Text excerpt -
□ □ □

The ideal gas law describes the relationship between pressure, volume, mass and temperature of ideal gases. Learn more about it in this article.

## Parameters influencing the gas pressure

The figure below shows a gas-filled cylinder closed with a piston. If the pressure inside the cylinder is now increased, this becomes noticeable by a force acting on the piston (collisions of gas molecules with the piston surface). To keep the piston in position, a counterforce must be exerted. If, on the other hand, the piston is released, the gas expands and pushes the piston out of the cylinder with a certain force. Due to the high pressure, the gas is therefore able to do work.

Internal combustion engines (generally referred to as *heat engines*) also work according to the above-mentioned principle. The higher the gas pressure, the greater the work done by the gas. It is therefore of interest that heat engines generate the highest possible pressure. Therefore, the question arises which thermodynamic parameters have any influence on the pressure in a cylinder and which laws are the basis for this. The influencing parameters will be explained in the following. We will consider the gas as an ideal gas.

## Experimental setup

The experimental setup shown below is used to investigate the variables influencing the pressure. The setup consists of a glass cylinder and a piston. The cylinder contains air as an approximately ideal gas. The position of the piston can be adjusted by a threaded rod. A valve is attached to the cylinder, through which air can be filled in. The air can also be heated with a Bunsen burner. The pressure in the cylinder can be read on a pressure gauge. How can the pressure in the cylinder be increased?

On the one hand, an increase in pressure can be achieved by an **increase of the gas mass**. This principle is used, for example, when inflating a bicycle tire with an air pump. In doing so, more air molecules are pressed into the tire, which leads to an increase in pressure. The increase in pressure can be explained by the increasing number of collisions taking place per unit time. After all, the gas contains more molecules colliding with an interface, which in this way makes up the pressure.

□ □ □

Set problem A - According to the ideal gas law text, what gas does the cylinder in the experimental setup contain?
Set problem B - Pick up the ideal gas law text after its last sentence and keep writing it.

□ □ □

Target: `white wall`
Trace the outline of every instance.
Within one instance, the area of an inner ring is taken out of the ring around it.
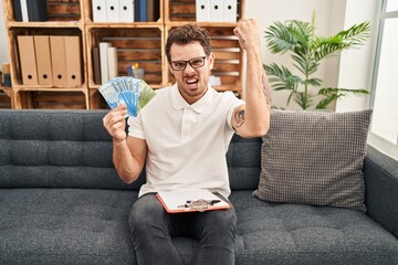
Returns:
[[[338,74],[338,86],[345,88],[365,88],[370,91],[374,64],[374,49],[377,34],[377,11],[379,0],[346,0],[344,28],[369,21],[370,40],[359,50],[342,53]],[[360,9],[358,8],[360,7]],[[369,108],[369,96],[352,96],[337,102],[336,112],[350,112]]]
[[[255,18],[260,22],[262,29],[262,36],[265,36],[264,31],[274,21],[284,22],[286,20],[302,20],[311,22],[313,11],[316,15],[316,34],[318,35],[332,35],[337,33],[342,28],[342,15],[335,17],[333,11],[345,2],[345,0],[245,0],[245,18]],[[341,10],[336,13],[342,13]],[[338,26],[334,26],[338,25]],[[338,28],[336,30],[335,28]],[[289,55],[283,56],[271,54],[265,44],[265,39],[262,38],[262,51],[263,63],[269,64],[275,62],[277,64],[291,65]],[[328,86],[337,85],[338,75],[338,61],[332,60],[322,65],[318,71],[320,78],[324,80]],[[293,70],[291,70],[293,71]],[[294,71],[293,71],[294,72]],[[286,98],[289,93],[286,92],[273,92],[272,100],[273,105],[279,107],[286,107]],[[295,103],[291,102],[289,108],[297,109]]]
[[[6,35],[6,28],[4,28],[4,12],[2,4],[0,4],[0,70],[1,65],[6,62],[9,62],[8,60],[8,41]]]
[[[332,35],[350,25],[354,22],[368,20],[371,17],[374,0],[245,0],[245,17],[255,18],[260,22],[262,30],[262,51],[263,62],[277,64],[290,64],[287,55],[280,56],[271,54],[265,45],[263,38],[265,29],[274,21],[303,20],[311,21],[312,13],[316,13],[316,33],[320,35]],[[366,3],[366,4],[364,4]],[[358,9],[357,7],[365,7]],[[347,11],[346,11],[347,9]],[[357,15],[360,14],[360,15]],[[345,19],[345,17],[347,17]],[[8,41],[6,35],[3,10],[0,6],[0,63],[8,62]],[[369,45],[371,46],[371,45]],[[370,49],[370,47],[367,47]],[[365,56],[364,56],[365,53]],[[343,54],[342,61],[338,57],[329,59],[320,67],[318,76],[326,86],[341,87],[367,87],[369,82],[369,59],[368,50],[349,51]],[[360,62],[360,70],[357,67]],[[273,103],[275,106],[285,107],[285,92],[273,92]],[[337,105],[337,110],[347,108],[363,108],[364,98],[359,98],[360,104],[352,104],[358,98],[347,98]],[[298,108],[292,102],[290,108]]]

□ □ □

Written response A - Air, treated as an approximately ideal gas.

Written response B -
An increase of the gas mass causes a higher number of collisions of the molecules and thus leads to a higher pressure!

Another possibility to increase the gas pressure in a cylinder is by ** reducing the gas volume**. This is also demonstrated by everyday experience, for example, when the outlet of an air pump is sealed and the piston is pushed at the same time. One will realize that it requires more and more effort to reduce the gas volume more and more. The increased effort is a sign that the gas pressure has increased due to the compression of the gas, which makes it increasingly difficult to compress the gas further.

In the particle model, the increase in pressure when the volume is reduced can be explained by the fact that the gas molecules then take up a smaller volume. The distances that the molecules have to travel in order to collide with the piston surface are shorter and the frequency of collisions therefore increases. This leads to an increased force and thus to an increase in pressure.

A reduction of the gas volume causes an increased collision frequency of the molecules and thus leads to a higher pressure!

Another way to increase the pressure is to **increase the gas temperature**. Here, too, the increase in pressure is noticeable by an increased force to hold the piston of a cylinder in position. In everyday life, this can be seen, for example, when an air-filled bottle is placed in the sun for some time. The thermal radiation will increase the air temperature in the bottle. If one opens the bottle now, one will hear a hissing sound as a sign of outflowing air. The reason for this is the increased gas pressure inside the bottle, which pushes some air out.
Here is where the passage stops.